* [Activity] Below are the records; copy every line in them that holds the string "flipper".

* [Data provided]
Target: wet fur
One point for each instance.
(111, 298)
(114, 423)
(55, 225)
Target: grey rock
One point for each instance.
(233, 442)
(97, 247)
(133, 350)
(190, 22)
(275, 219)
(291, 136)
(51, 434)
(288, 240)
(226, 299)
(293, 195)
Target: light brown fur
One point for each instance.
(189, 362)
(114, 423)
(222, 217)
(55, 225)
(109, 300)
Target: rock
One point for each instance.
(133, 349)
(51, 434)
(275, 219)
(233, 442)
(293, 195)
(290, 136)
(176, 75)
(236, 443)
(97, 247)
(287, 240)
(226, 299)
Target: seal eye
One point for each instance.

...

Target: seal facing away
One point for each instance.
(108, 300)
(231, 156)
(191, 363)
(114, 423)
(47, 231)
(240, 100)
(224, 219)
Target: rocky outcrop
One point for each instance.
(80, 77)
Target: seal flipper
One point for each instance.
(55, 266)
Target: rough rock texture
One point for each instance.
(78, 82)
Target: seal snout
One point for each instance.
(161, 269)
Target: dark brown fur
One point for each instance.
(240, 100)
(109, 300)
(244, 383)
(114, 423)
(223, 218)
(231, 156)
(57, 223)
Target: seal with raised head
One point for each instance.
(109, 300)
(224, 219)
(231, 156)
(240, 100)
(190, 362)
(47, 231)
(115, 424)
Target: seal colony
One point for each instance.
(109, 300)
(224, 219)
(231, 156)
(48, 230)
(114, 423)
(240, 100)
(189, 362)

* * *

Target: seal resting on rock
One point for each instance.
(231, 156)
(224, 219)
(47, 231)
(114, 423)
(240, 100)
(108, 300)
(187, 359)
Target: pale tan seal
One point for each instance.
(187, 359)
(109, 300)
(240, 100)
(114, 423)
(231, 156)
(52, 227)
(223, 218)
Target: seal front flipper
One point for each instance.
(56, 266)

* [Written solution]
Target: seal flipper
Target: seal front flipper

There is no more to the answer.